(Problem details):
Reproduce verbatim the section of the listing that begins with the line containing "Please, if you could, draw a box around the hat" and ends with the line containing "xmin=36 ymin=108 xmax=47 ymax=123", including both of those lines. Omit the pictures from your output.

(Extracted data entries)

═══

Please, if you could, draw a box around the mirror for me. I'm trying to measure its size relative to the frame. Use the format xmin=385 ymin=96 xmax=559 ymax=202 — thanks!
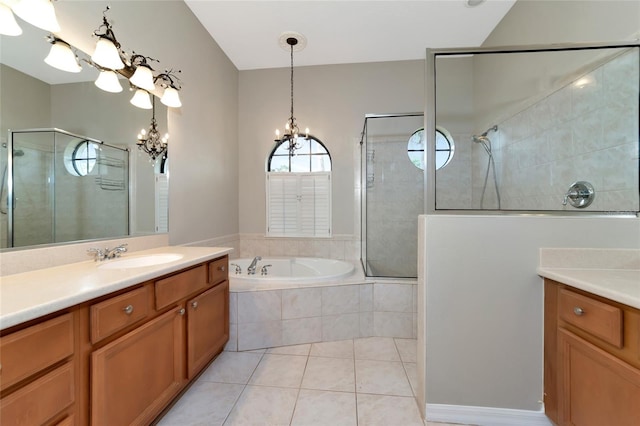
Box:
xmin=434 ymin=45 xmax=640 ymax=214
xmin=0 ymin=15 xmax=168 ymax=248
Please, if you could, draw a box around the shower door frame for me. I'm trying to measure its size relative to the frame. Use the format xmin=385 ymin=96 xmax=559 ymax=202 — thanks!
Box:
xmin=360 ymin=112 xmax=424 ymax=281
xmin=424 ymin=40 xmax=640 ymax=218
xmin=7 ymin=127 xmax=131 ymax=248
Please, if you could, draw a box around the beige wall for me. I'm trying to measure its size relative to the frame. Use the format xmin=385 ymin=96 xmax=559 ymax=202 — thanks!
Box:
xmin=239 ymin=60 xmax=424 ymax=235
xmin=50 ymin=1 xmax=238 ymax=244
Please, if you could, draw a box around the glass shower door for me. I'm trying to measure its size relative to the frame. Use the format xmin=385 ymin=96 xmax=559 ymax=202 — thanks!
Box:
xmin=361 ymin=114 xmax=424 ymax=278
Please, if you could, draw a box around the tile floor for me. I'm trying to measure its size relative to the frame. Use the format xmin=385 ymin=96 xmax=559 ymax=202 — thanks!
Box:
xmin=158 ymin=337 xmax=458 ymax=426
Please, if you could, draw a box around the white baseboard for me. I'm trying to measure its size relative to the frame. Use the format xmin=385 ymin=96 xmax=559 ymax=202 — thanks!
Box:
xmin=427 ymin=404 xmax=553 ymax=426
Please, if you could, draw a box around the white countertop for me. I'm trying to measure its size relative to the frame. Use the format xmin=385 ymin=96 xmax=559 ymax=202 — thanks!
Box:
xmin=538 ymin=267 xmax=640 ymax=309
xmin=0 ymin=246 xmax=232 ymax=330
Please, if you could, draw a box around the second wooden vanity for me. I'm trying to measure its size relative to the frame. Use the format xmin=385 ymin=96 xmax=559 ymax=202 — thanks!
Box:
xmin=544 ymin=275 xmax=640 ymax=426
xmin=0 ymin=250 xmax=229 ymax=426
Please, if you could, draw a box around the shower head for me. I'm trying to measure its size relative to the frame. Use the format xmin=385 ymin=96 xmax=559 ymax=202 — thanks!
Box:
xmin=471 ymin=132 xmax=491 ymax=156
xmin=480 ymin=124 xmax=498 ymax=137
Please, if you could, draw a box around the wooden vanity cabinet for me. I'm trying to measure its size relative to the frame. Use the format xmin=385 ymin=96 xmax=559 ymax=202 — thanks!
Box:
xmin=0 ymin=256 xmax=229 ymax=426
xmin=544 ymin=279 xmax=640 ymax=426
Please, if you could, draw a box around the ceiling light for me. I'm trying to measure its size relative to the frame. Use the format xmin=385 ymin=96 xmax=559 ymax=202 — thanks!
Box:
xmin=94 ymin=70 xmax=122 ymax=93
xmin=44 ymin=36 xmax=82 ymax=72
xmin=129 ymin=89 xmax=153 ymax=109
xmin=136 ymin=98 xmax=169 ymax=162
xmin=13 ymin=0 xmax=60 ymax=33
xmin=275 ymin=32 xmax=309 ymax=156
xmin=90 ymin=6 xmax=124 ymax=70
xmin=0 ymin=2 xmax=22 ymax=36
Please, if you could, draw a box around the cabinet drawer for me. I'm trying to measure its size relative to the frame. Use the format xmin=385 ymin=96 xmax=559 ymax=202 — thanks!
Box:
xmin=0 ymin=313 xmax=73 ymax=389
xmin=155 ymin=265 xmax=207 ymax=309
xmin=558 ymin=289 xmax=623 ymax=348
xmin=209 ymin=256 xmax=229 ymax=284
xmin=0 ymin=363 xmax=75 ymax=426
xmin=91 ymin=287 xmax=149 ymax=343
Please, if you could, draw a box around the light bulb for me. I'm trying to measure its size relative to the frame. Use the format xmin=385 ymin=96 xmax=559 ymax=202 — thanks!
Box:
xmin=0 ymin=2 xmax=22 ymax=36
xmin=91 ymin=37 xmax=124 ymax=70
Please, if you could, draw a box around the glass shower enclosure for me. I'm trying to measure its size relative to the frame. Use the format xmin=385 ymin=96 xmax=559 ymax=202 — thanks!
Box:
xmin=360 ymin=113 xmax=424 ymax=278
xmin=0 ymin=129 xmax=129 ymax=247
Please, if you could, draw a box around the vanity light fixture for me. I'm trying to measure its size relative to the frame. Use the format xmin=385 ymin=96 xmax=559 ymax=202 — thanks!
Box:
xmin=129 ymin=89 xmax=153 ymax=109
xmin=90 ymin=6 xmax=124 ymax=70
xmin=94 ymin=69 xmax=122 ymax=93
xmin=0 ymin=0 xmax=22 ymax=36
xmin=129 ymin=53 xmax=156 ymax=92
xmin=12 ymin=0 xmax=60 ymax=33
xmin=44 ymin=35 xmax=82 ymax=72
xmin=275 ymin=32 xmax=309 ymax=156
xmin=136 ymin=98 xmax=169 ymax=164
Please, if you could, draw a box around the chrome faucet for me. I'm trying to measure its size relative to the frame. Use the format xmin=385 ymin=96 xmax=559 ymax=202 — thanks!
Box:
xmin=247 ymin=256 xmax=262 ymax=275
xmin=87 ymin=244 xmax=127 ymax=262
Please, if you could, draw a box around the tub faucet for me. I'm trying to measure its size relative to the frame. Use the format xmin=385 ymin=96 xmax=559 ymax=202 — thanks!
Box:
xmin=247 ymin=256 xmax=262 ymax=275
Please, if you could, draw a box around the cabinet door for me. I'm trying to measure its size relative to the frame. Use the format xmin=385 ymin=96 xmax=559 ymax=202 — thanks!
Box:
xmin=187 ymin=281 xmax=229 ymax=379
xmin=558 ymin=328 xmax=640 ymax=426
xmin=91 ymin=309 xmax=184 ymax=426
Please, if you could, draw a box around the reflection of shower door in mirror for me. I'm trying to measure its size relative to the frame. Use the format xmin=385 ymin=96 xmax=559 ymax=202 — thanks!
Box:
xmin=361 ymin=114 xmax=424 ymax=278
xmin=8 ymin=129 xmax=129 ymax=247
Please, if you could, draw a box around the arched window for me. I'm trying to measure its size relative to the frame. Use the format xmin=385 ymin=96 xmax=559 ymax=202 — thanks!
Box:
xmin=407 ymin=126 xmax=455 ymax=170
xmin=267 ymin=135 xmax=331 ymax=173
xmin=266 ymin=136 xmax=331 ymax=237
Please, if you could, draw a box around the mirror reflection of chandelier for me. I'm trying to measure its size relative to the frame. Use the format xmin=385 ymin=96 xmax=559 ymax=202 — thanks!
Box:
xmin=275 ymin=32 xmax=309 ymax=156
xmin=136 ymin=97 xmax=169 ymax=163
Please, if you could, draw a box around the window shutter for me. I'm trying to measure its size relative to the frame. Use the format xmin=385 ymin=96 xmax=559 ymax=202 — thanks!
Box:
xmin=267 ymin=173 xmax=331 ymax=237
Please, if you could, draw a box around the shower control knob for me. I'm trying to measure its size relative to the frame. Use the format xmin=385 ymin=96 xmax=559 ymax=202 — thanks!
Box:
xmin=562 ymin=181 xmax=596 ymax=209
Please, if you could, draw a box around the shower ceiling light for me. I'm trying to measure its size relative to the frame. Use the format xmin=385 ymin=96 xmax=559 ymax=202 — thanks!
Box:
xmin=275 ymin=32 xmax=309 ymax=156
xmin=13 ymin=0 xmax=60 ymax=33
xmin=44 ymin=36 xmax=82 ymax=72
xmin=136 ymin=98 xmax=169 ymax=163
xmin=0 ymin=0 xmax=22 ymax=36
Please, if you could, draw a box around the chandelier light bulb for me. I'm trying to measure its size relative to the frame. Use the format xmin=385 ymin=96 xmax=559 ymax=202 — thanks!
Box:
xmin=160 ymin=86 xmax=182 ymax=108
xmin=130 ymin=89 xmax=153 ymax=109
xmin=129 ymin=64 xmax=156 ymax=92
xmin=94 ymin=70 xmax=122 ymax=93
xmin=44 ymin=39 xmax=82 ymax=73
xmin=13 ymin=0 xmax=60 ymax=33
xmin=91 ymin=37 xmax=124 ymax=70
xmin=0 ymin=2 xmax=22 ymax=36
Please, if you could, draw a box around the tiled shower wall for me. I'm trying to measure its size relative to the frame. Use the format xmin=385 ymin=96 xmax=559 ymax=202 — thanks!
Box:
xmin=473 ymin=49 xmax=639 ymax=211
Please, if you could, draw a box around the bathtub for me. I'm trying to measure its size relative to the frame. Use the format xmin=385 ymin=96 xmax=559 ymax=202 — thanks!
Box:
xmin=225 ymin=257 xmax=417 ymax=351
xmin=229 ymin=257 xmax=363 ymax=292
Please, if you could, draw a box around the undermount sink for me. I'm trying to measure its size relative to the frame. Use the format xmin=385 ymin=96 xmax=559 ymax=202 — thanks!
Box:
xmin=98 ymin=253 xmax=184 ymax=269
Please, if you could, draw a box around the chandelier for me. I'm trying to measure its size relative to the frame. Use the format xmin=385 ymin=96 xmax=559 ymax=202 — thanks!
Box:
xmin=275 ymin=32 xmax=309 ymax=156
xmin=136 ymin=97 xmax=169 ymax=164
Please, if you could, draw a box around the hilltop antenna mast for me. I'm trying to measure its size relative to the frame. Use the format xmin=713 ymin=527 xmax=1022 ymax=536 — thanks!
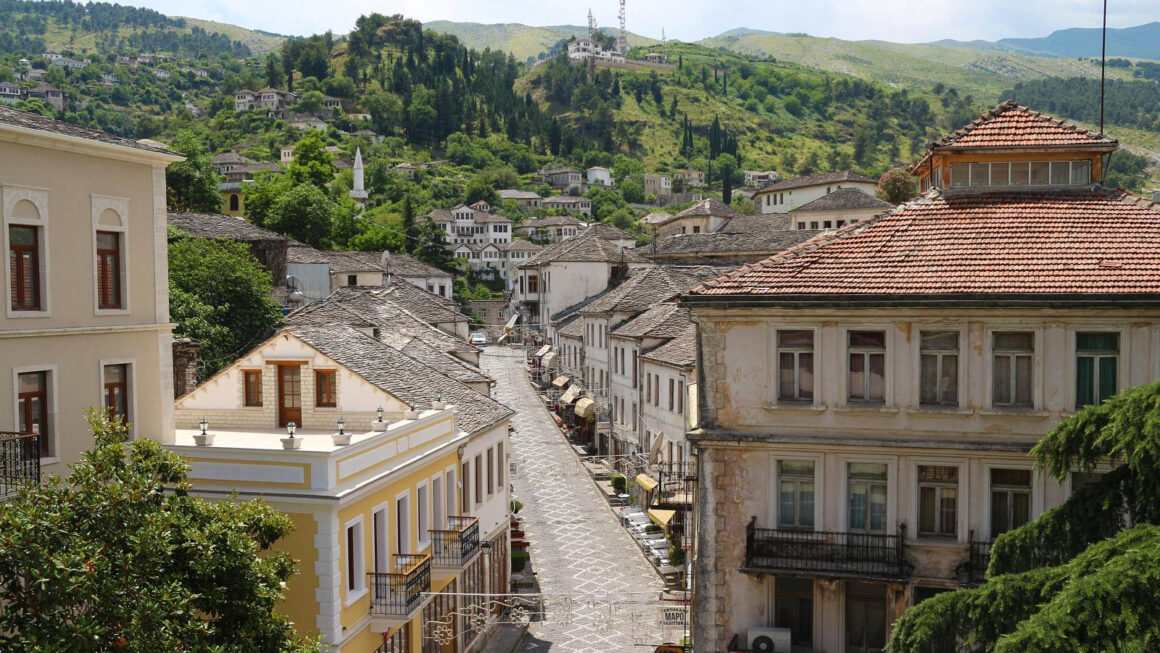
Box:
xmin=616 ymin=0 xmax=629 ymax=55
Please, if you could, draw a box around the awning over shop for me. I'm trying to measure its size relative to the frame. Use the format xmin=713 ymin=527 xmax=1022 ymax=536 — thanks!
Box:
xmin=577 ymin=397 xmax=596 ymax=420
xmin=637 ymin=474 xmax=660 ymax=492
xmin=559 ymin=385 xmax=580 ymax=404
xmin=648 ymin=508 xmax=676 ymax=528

═══

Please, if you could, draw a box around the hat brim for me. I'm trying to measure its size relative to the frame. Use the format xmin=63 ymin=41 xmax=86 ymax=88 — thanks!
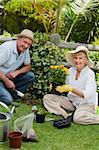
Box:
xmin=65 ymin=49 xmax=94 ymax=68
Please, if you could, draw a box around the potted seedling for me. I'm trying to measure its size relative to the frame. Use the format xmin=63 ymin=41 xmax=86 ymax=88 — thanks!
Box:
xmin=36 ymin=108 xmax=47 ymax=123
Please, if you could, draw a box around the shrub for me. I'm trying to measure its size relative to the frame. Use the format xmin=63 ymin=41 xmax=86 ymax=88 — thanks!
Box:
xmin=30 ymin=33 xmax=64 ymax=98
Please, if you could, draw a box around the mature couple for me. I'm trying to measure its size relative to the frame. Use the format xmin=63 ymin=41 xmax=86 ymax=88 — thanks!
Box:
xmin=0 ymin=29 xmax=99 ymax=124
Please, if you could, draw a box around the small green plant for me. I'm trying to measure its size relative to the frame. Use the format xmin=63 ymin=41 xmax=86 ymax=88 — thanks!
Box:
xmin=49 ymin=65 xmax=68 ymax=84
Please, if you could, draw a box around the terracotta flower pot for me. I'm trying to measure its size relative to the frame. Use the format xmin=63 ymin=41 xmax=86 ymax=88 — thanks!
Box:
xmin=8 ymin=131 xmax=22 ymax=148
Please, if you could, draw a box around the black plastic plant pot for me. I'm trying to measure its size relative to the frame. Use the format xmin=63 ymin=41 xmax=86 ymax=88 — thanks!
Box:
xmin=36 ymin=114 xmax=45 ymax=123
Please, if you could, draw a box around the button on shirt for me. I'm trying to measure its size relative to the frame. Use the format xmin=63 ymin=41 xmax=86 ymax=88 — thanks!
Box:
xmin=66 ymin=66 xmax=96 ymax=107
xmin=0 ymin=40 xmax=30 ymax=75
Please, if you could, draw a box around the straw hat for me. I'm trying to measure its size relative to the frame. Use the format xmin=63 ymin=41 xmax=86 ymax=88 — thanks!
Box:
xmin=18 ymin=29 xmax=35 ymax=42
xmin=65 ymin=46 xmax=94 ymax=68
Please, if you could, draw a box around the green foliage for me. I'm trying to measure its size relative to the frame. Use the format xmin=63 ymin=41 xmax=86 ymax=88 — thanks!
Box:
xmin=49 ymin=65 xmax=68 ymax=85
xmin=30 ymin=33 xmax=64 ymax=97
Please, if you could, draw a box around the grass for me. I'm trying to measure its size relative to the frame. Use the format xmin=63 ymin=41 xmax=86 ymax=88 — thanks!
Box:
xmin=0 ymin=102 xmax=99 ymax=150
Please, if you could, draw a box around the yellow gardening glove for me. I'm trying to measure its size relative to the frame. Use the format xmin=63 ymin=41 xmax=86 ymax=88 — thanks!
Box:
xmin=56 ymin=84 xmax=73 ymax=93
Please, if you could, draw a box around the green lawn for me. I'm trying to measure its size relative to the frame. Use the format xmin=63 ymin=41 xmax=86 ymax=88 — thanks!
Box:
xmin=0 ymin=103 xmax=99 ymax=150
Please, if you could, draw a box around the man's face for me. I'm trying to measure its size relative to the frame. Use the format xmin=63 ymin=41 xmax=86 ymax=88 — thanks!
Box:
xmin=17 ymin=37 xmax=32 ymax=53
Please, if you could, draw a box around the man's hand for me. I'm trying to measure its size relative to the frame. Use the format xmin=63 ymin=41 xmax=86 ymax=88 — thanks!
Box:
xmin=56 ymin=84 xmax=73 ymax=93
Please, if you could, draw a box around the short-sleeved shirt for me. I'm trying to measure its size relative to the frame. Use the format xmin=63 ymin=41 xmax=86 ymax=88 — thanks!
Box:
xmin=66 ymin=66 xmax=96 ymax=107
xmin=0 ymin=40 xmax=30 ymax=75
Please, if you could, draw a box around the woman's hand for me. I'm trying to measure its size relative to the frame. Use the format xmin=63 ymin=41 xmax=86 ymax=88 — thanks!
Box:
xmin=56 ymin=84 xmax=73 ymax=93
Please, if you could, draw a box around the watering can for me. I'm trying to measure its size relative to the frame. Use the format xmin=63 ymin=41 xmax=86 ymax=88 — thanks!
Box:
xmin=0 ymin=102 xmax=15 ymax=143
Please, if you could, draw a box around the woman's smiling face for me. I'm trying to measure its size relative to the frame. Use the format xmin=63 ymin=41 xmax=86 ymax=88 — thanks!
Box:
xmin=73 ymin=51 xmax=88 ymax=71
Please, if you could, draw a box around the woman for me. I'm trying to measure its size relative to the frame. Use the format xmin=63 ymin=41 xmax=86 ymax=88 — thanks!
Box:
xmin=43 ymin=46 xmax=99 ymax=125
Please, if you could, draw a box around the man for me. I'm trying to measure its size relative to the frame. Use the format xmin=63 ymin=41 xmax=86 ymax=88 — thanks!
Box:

═══

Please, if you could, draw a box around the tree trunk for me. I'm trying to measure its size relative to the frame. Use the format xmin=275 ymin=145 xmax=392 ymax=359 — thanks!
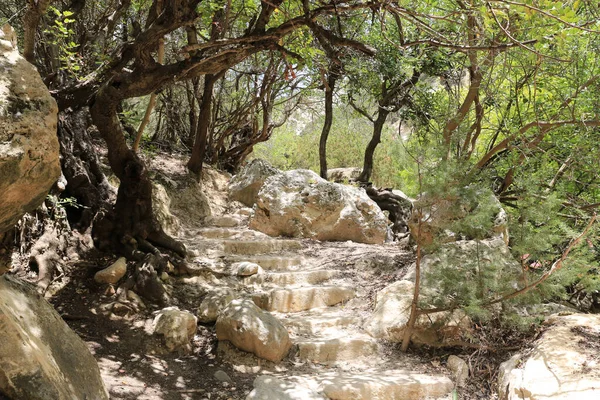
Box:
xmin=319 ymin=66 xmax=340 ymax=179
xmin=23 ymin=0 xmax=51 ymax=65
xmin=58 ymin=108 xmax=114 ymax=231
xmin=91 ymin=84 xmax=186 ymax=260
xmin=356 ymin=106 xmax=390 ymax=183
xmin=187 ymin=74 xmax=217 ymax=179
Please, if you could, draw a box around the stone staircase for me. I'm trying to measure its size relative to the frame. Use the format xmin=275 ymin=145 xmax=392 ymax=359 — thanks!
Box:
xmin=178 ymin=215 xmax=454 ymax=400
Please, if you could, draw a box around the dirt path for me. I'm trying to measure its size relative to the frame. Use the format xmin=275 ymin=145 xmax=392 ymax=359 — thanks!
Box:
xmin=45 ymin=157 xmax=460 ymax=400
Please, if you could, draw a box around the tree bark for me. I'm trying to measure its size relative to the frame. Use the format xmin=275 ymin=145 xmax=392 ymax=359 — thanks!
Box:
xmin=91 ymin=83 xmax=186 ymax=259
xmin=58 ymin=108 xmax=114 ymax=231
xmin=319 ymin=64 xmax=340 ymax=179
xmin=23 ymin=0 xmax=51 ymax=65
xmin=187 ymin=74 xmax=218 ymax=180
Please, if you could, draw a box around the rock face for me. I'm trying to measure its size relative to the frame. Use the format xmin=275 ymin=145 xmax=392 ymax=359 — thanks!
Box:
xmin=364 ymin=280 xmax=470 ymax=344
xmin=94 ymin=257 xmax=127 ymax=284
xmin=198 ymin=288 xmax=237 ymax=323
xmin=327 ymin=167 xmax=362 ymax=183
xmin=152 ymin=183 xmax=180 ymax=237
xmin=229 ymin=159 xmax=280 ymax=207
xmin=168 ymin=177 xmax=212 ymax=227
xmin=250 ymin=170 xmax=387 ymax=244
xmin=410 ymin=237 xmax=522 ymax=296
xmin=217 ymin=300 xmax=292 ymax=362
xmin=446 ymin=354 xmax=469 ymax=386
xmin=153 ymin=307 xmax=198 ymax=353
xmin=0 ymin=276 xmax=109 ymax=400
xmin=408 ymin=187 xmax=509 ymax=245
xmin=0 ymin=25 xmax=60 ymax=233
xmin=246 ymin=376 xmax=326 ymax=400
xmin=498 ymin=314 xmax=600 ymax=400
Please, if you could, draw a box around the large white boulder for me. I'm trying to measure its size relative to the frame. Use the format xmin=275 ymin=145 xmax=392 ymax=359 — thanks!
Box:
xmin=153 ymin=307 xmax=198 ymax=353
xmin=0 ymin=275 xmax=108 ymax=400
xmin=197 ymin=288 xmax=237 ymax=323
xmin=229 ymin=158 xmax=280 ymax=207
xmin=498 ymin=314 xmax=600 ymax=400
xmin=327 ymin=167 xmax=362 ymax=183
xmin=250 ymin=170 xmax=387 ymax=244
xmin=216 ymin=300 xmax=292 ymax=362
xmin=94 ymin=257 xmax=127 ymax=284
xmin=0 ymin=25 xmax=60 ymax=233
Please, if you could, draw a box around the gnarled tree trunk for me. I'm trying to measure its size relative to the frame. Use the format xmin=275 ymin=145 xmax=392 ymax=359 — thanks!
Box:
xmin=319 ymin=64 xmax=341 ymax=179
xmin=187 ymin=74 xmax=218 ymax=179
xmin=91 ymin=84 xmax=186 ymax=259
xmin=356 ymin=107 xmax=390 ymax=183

═══

(Response to the task):
Please, if you could, draw a box around the hat brim for me. I'm trying to measure its size relative to the frame. Use the format xmin=63 ymin=41 xmax=86 ymax=88 — thanks!
Box:
xmin=65 ymin=49 xmax=94 ymax=68
Please, if you could, draw a box around the potted seedling for me. I'm trying to measure its size relative to the frame. Use the format xmin=63 ymin=41 xmax=86 ymax=88 — thanks!
Box:
xmin=36 ymin=108 xmax=47 ymax=123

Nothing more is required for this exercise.